PROBLEM SET »
(a) According to the conversation about assessing an online course, what was relied on for the final assessment?
(b) Resume the conversation about assessing an online course, picking up right after its last line.

Emilio: It was hard to really tell because online we were  dealing with a whole different context. Your indicators change drastically. When I’m in F2F I can probe and sense if the learners are understanding the material. It is harder online to get the interim feedback and know how people are doing. For the final assessment,  we relied on a final exam with an essay question. The exam was very helpful in assessing the learner’s experience, but since it is taken at the end of the course, there are no corrective measures one can take.

Nancy: Yes, I remember talking about that as we reviewed pageviews and the unit quizzes during the course. The data gives you some insight, but it isn’t always clear how to interpret it. I was glad you were able to get some feedback from the learners during your open “office hours.”

We used the learning objectives as the basis for some learner assessment (non graded quizzes for each unit and a graded final exam which drew from the quizzes.) How did the results compare with your expectations of the learners’ acquisition of knowledge and insights? How well did we hit the objectives?

ENTRIES SHOWN »
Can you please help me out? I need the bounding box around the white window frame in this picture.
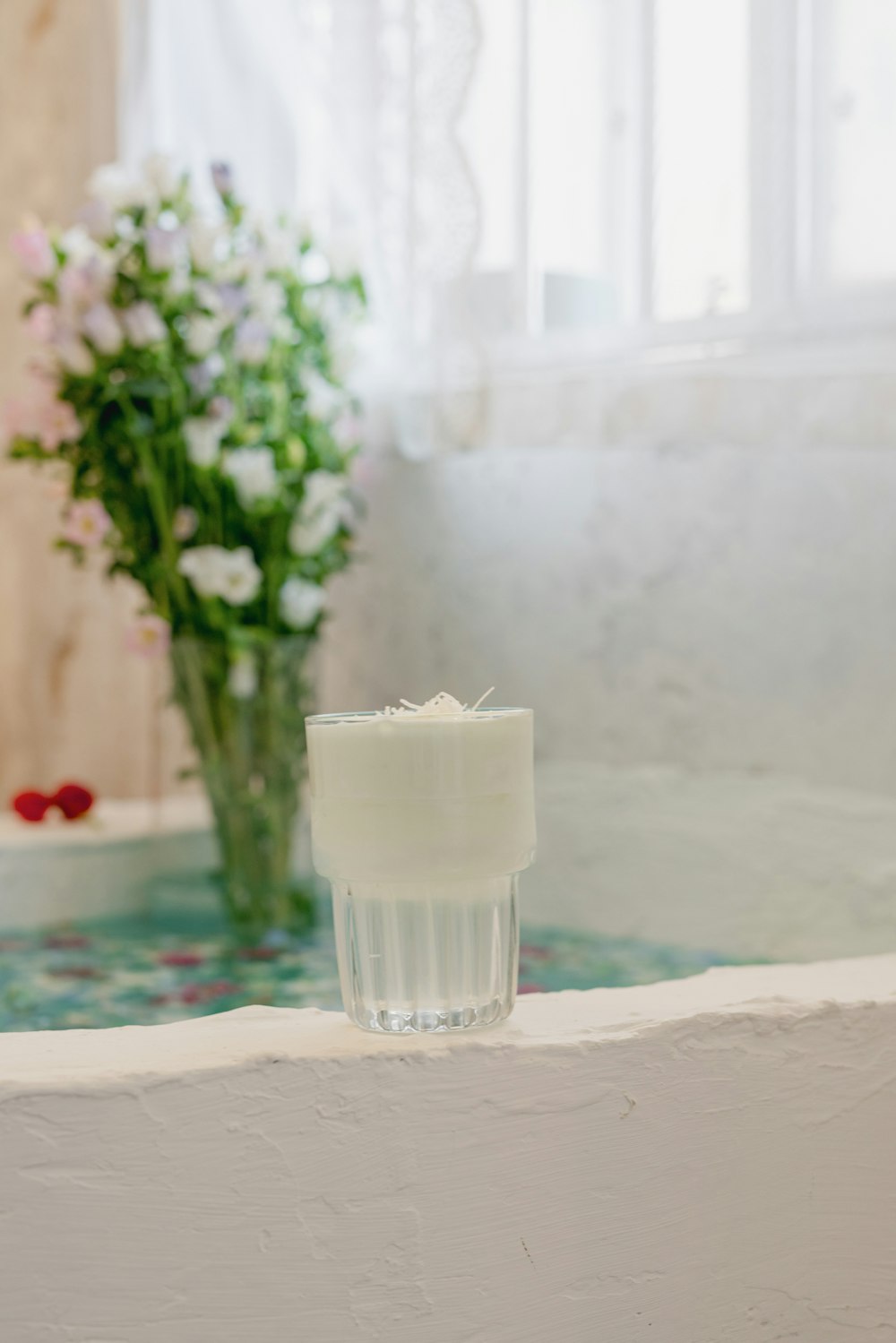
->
[487,0,896,369]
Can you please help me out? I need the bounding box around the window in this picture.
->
[461,0,896,347]
[124,0,896,358]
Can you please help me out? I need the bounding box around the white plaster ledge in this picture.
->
[0,956,896,1343]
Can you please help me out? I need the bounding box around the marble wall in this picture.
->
[323,442,896,789]
[0,0,896,796]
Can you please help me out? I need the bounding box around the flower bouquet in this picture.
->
[6,156,364,940]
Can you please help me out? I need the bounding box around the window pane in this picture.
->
[458,0,520,271]
[530,0,616,326]
[654,0,752,320]
[820,0,896,280]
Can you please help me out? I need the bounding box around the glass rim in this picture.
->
[305,703,532,724]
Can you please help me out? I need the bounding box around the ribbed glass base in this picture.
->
[333,874,520,1033]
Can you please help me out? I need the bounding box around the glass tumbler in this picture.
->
[306,709,535,1031]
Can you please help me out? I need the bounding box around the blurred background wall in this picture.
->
[0,0,194,796]
[0,0,896,795]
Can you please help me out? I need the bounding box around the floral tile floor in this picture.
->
[0,909,746,1030]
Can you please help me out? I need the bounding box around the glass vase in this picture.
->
[172,638,314,944]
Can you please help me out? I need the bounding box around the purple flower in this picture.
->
[211,159,234,196]
[234,317,271,364]
[146,227,184,270]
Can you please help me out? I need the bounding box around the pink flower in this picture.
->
[25,304,56,345]
[125,616,170,660]
[159,951,204,966]
[3,385,81,452]
[59,253,113,307]
[3,396,38,446]
[9,224,56,280]
[36,399,81,452]
[62,500,111,548]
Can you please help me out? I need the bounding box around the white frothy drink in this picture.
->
[307,694,535,1030]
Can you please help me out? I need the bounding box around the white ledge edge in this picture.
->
[0,955,896,1098]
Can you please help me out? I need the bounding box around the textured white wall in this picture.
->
[0,958,896,1343]
[323,443,896,789]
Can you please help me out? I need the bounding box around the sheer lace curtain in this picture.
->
[121,0,896,457]
[121,0,484,455]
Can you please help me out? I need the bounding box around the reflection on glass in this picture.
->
[654,0,752,321]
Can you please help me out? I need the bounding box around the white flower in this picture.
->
[146,226,184,271]
[248,280,286,323]
[184,417,227,468]
[189,218,221,270]
[87,164,149,210]
[227,650,258,700]
[170,504,199,541]
[186,313,220,358]
[280,578,326,630]
[224,447,280,509]
[177,546,263,606]
[59,251,114,307]
[289,471,350,555]
[298,247,329,285]
[234,317,271,364]
[143,153,180,200]
[81,304,124,355]
[121,301,168,349]
[78,200,116,242]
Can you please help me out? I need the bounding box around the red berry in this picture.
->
[12,789,52,822]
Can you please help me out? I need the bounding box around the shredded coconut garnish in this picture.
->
[380,686,495,719]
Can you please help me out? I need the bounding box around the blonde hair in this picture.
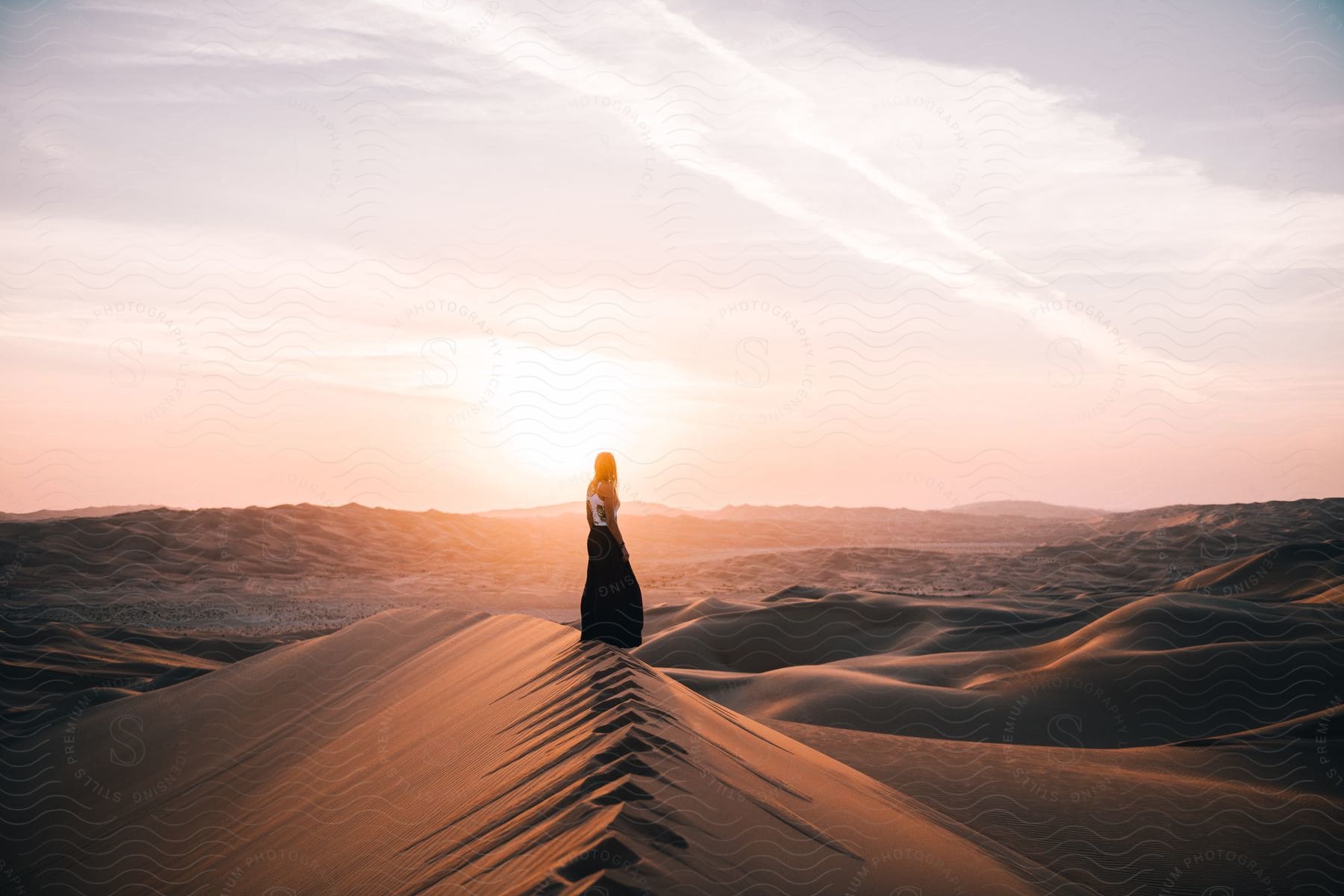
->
[593,451,615,489]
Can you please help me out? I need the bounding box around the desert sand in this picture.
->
[0,500,1344,896]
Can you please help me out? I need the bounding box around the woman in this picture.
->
[579,451,644,647]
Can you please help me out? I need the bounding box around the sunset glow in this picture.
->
[0,0,1344,511]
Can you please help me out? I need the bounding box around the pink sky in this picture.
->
[0,0,1344,511]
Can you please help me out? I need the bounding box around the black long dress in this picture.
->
[579,494,644,647]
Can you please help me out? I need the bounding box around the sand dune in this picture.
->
[635,592,1344,748]
[3,610,1054,893]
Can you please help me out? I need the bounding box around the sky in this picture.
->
[0,0,1344,511]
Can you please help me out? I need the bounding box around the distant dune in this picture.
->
[946,501,1109,520]
[0,498,1344,896]
[0,504,163,523]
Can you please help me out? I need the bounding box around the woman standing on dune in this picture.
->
[579,451,644,647]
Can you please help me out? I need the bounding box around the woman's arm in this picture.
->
[597,482,630,560]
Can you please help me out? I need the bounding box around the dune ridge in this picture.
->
[0,610,1054,896]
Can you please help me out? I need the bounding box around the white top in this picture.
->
[588,491,621,529]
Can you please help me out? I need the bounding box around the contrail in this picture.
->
[378,0,1171,376]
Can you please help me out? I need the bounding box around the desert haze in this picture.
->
[0,498,1344,896]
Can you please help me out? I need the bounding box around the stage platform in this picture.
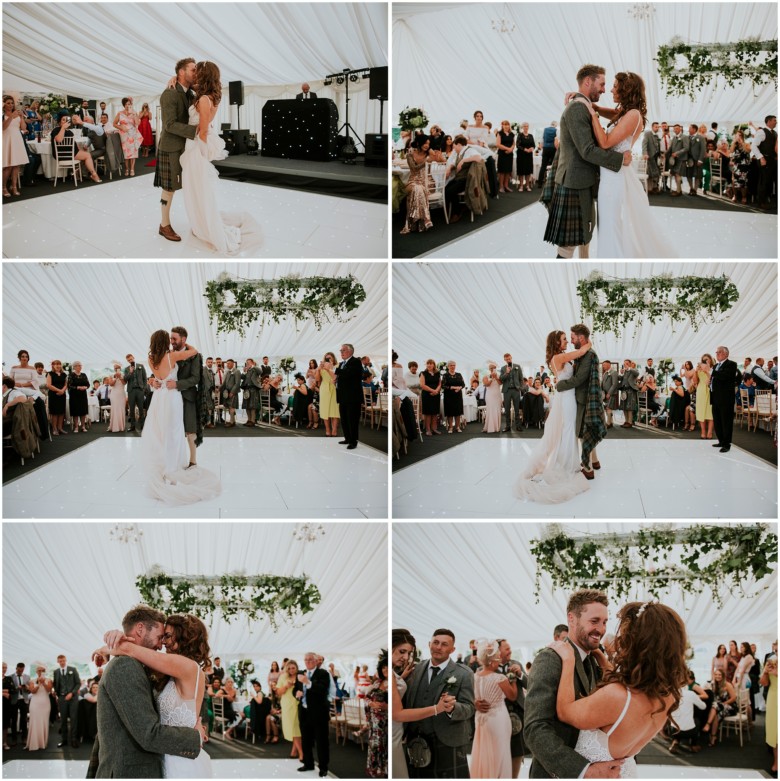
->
[215,154,388,205]
[3,437,388,520]
[393,437,777,519]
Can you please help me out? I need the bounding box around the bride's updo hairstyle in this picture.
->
[165,613,211,667]
[195,60,222,106]
[546,331,565,369]
[601,602,688,716]
[477,637,501,667]
[610,71,647,127]
[149,330,171,367]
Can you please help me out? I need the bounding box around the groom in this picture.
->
[556,323,607,480]
[541,65,631,258]
[87,605,201,778]
[154,57,198,241]
[524,589,623,778]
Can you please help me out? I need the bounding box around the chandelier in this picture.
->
[293,523,325,542]
[628,3,655,21]
[108,523,144,545]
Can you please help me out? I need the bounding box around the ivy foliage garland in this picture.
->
[203,274,366,336]
[135,571,322,630]
[531,524,777,606]
[577,272,739,336]
[656,37,777,99]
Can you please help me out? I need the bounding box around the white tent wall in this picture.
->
[2,263,388,376]
[3,3,388,139]
[393,2,777,134]
[392,523,777,676]
[3,523,388,660]
[392,262,778,376]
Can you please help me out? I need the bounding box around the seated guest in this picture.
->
[401,135,433,235]
[51,111,103,184]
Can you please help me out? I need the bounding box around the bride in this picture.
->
[515,331,591,504]
[102,614,212,778]
[549,602,688,778]
[180,61,259,255]
[575,72,676,258]
[141,330,222,504]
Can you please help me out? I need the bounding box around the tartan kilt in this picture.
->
[154,151,181,192]
[543,184,595,247]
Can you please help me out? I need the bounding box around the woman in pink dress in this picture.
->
[114,98,143,176]
[470,639,517,778]
[482,361,501,434]
[108,361,127,431]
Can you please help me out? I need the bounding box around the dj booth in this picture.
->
[261,98,339,161]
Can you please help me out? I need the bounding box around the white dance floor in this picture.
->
[3,175,387,260]
[3,436,388,516]
[420,201,777,260]
[393,438,777,519]
[3,759,336,779]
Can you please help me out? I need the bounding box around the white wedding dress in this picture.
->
[141,356,222,504]
[596,120,677,258]
[157,668,212,778]
[574,689,636,778]
[515,362,590,504]
[180,105,261,255]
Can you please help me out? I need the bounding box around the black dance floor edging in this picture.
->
[3,419,388,485]
[392,418,777,472]
[215,154,388,203]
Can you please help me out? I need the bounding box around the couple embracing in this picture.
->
[524,590,688,778]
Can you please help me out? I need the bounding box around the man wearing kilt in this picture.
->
[541,65,632,258]
[154,57,198,241]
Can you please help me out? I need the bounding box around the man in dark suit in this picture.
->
[295,82,317,100]
[336,344,363,450]
[523,589,623,778]
[710,347,742,453]
[295,652,330,778]
[54,654,81,748]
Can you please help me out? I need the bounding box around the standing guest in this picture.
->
[420,358,441,437]
[708,346,740,454]
[470,640,517,778]
[46,360,68,436]
[496,119,519,193]
[441,361,465,434]
[106,361,127,431]
[3,95,29,198]
[25,662,54,751]
[314,352,339,437]
[68,361,90,434]
[366,653,388,778]
[335,344,363,450]
[482,361,501,434]
[114,98,143,176]
[123,353,147,431]
[517,122,536,193]
[295,652,330,778]
[499,353,523,432]
[138,103,154,157]
[53,654,81,748]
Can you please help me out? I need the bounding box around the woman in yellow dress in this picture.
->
[276,659,303,762]
[696,353,715,439]
[314,352,341,437]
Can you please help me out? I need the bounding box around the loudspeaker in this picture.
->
[368,65,390,100]
[228,81,244,106]
[365,133,390,168]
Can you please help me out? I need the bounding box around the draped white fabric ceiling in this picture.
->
[3,2,388,137]
[392,523,777,672]
[3,523,388,660]
[393,2,777,130]
[392,262,778,372]
[3,263,388,370]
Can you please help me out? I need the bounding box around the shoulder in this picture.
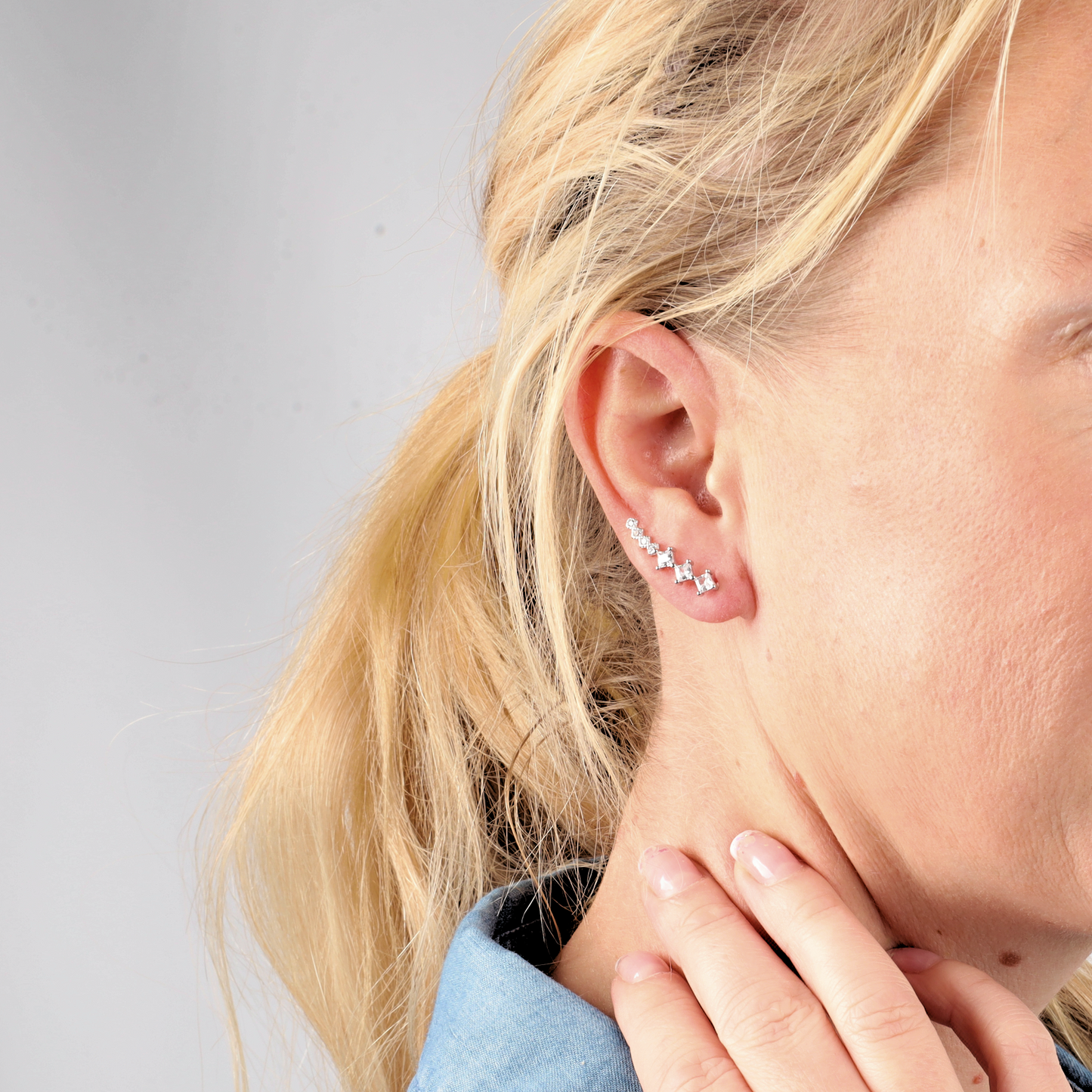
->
[410,866,640,1092]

TASK-BY-TASK RESULTS »
(a) A final exam with an essay question.

(b)
Emilio: We had 17 registered learners and 7 completed. That may sound disappointing. Before we started, I  asked you about participation rates and you warned me that they might be low and that is why I am not crying. The 7 that completed scored really well in the final exam and you could see their engagement. They went through material, did quizzes and participated in the Office Hours. One guy got 100% in all of the quizzes, and then 97% in the exam.

We had 8 people take the final exam. One learner failed to pass the 70% required benchmark, but going deep into it, Terri (one of our consultants) discovered the way Moodle was correcting the answers on the multiple choice was not programmed precisely. It was giving correct answers for partially correct answers. We need to fix that.  Still, only one failed to pass the 70% benchmark even with the error.

The essay we included in the exam had really good responses. It achieved my objective to get an in depth look at the context the learners  were coming from. Most of them described an institutional context. Then they noted what they thought was most promising from all the modules,  what was most applicable or relevant to their work. There were very diverse answers but I saw some trends that were useful. However, it would be useful to have know more of this before and during the course.

Nancy: How difficult was it to grade the essays? This is something people often wonder about online…

Emilio: I did not find it complicated, although there is always some degree of subjectivity. The basic criteria I used was to value their focus on the question asked, and the application of all possible principles taught during the course that relate to the context described in the question.

Nancy: One of the tricky things online is meaningful learner participation. How did the assessment reflect participation in the course?

Emilio: We decided not to give credit for participation in activities because we were not fully confident of how appropriately we had designed such activities for an e-learning environment in this first beta test. I think this decision was the right one.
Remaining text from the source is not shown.